**TASK REQUIREMENTS:** In the material below, write out each line word for word and omit the pictures.

━━━━

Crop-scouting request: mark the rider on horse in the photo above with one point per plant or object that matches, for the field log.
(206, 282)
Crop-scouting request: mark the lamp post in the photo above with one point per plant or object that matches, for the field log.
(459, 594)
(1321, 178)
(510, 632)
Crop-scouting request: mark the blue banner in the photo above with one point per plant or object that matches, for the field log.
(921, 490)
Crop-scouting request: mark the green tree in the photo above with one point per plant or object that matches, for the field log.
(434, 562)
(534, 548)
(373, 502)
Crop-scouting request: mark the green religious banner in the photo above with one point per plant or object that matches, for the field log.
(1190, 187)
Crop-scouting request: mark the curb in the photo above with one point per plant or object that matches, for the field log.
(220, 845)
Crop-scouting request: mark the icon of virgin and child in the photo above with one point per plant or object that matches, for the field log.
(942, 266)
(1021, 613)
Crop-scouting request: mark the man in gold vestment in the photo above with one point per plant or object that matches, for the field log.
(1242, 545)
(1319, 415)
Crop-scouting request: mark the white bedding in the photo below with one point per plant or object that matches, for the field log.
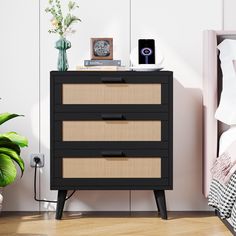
(226, 139)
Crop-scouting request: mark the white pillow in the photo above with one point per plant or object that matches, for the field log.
(226, 111)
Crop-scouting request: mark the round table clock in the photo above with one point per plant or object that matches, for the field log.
(102, 48)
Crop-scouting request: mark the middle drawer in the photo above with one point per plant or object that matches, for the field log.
(129, 128)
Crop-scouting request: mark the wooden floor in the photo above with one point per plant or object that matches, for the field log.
(73, 224)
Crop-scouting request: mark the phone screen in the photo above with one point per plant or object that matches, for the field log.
(146, 51)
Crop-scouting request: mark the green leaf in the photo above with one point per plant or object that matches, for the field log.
(16, 138)
(71, 5)
(7, 170)
(14, 156)
(7, 116)
(7, 143)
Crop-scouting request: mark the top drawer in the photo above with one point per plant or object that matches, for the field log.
(111, 91)
(76, 94)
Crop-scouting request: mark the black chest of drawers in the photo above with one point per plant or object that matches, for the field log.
(112, 130)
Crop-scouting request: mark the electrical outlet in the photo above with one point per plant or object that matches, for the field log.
(32, 160)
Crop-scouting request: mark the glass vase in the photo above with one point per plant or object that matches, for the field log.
(62, 45)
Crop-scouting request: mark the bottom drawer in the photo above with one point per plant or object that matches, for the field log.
(135, 167)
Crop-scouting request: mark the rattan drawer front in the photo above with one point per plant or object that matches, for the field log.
(111, 94)
(111, 167)
(111, 131)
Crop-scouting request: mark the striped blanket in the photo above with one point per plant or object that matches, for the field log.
(223, 198)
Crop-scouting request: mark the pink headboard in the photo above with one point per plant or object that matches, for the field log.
(212, 79)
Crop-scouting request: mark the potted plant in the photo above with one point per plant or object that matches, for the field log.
(10, 148)
(62, 25)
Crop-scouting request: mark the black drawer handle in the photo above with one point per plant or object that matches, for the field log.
(113, 117)
(112, 154)
(112, 80)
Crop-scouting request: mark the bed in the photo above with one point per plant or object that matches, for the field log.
(213, 129)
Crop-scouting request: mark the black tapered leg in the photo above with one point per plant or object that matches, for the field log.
(61, 197)
(161, 202)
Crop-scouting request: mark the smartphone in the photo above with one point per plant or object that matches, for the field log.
(146, 51)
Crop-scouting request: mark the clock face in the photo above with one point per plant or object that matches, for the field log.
(101, 48)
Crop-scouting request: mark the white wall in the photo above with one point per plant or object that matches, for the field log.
(177, 27)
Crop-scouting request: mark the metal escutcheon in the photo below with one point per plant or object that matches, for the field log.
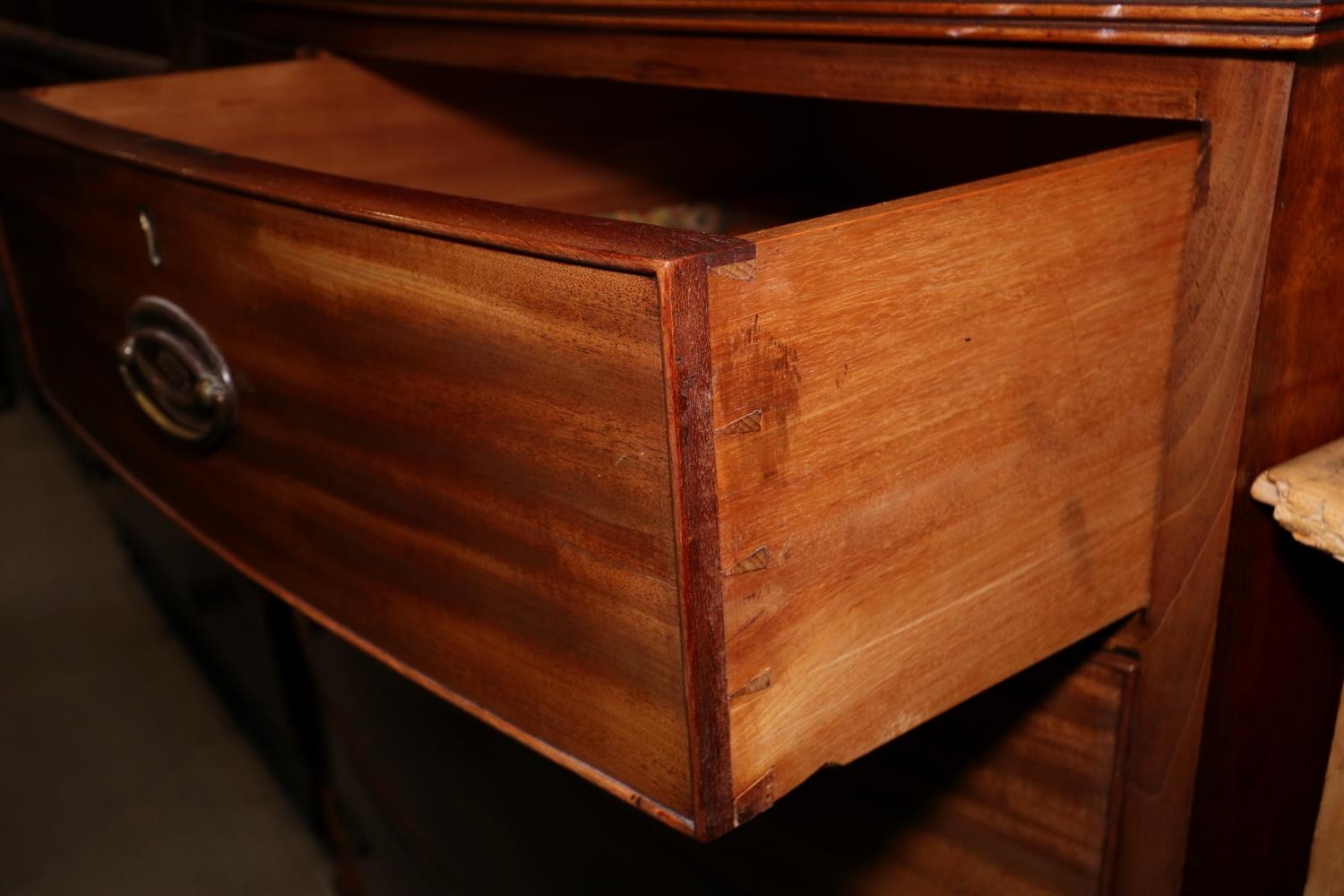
(175, 374)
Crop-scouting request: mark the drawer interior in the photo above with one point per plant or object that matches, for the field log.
(714, 161)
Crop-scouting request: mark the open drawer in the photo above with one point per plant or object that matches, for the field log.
(693, 513)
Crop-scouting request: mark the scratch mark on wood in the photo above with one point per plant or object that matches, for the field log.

━━━━

**ANSWER:**
Crop-scouting request: mark the rider on horse in the photo above with one point per plant or object that matches, for the field log.
(206, 282)
Crop-scouting request: mark the lamp post in the photo above with one point per plant or object that matches, for the field log.
(459, 594)
(1321, 178)
(510, 632)
Crop-scouting request: mark the blue banner in the photo above with one point per plant or object that matches, for the field log.
(921, 490)
Crop-scouting request: mark the green tree in the photo above with one point per plant or object that matches, for the field log.
(434, 562)
(534, 548)
(373, 502)
Crop-scouting request: mark the green religious banner in the photo above with one point per plant or object that matches, for the field log.
(1190, 187)
Crop-scouting request: mark the curb in the photo above with one point per plant or object that matches, for the field log.
(220, 845)
Crop-scouting request: mark the icon of virgin and child in the photo above with one point per plant or object that matches, for the field log.
(942, 266)
(1021, 613)
Crop-scouting request: mark the man in gold vestment in the photo above with one point per plant or object that matches, for the field log.
(1242, 545)
(1319, 415)
Crop-scouting request: mark the white bedding in the photo below with one point per plant or object that matches, for the field log.
(226, 139)
Crop-scouting request: mark the white pillow in the photo above with one point per plant or object that matches, for the field log.
(226, 111)
Crop-scouting request: mark the round table clock in the photo above with one point per plant or object that matches, for the field log.
(102, 48)
Crop-scouting request: mark the middle drawer in the photo above with one point per plant or object that matches, for the field log.
(129, 128)
Crop-scouting request: mark the wooden floor in the photo above with one point per plant or object that matches, for the field log.
(73, 224)
Crop-scouting request: mark the phone screen in the photo above with one point per plant or object that matches, for the field log.
(146, 51)
Crop-scouting request: mark the green leaf in the photo above with one point per plant or object that matches, for the field log.
(16, 138)
(71, 5)
(7, 170)
(14, 156)
(7, 116)
(7, 143)
Crop-scouting request: mark the top drawer in the photo above with one point per plant or object that matches, for the field log.
(111, 91)
(76, 94)
Crop-scouting request: mark the black chest of drawers in the photo above with one point per plant or object that matches, for the field log.
(112, 130)
Crop-scouting request: mark the electrical outlet in the photo above with one point per plant or object that matches, for the field log.
(32, 160)
Crop-scouting request: mark the glass vase in the photo above with one point per plant or object that matches, for the field log.
(62, 45)
Crop-scouting request: mark the bottom drawer in the photo above with one point per plant or object that matches, for the field log.
(135, 167)
Crop-scouting request: mark the rattan drawer front in the photo above with one point per plant or object that matches, for the field log.
(111, 94)
(111, 167)
(111, 131)
Crop-scouting request: mark the striped blanket in the photo above with one point per plant or object that matches, for the field log.
(223, 198)
Crop-scouting request: mark the pink headboard in the photo above with one point per plant or object that matches, for the field log.
(212, 79)
Crop-scouting request: mark the potted plant in the photo above with one point per plant or object that matches, for the field log.
(10, 148)
(62, 25)
Crop-scouting request: mark the black drawer handle in the photo above with one point per plant or object that matches, for the field log.
(113, 117)
(112, 154)
(112, 80)
Crop-scouting request: mark the bed in the photo above with one point per plant or object that matches, for the field log.
(213, 129)
Crop-scouting request: mark the black tapered leg in the photo above with one point per plant or object that matches, for the field log.
(61, 197)
(161, 202)
Crop-scouting request: mark the smartphone in the photo above with one point per plant or object that matches, for the field log.
(146, 51)
Crop-scouting request: mark the clock face in the photo above with one point per plant or object that matches, for the field log.
(101, 48)
Crop-scouting request: mark the white wall in the photo above with one point per plant or object that matches, for the field log.
(177, 27)
Crop-scouting request: mark the metal escutcheon in the photo below with one point per plant or object that matches, for the field log.
(175, 374)
Crop-scouting request: mark the drawer interior in the photo above with one point per plant or object that matches, for the field log.
(714, 161)
Crop-scouting request: mark the open drawer in the photo above with one point per plant or object that matches, for the field log.
(693, 513)
Crop-scouting request: mark the scratch mark on wood in the photo above with one point per plant or object that matches, for the field log.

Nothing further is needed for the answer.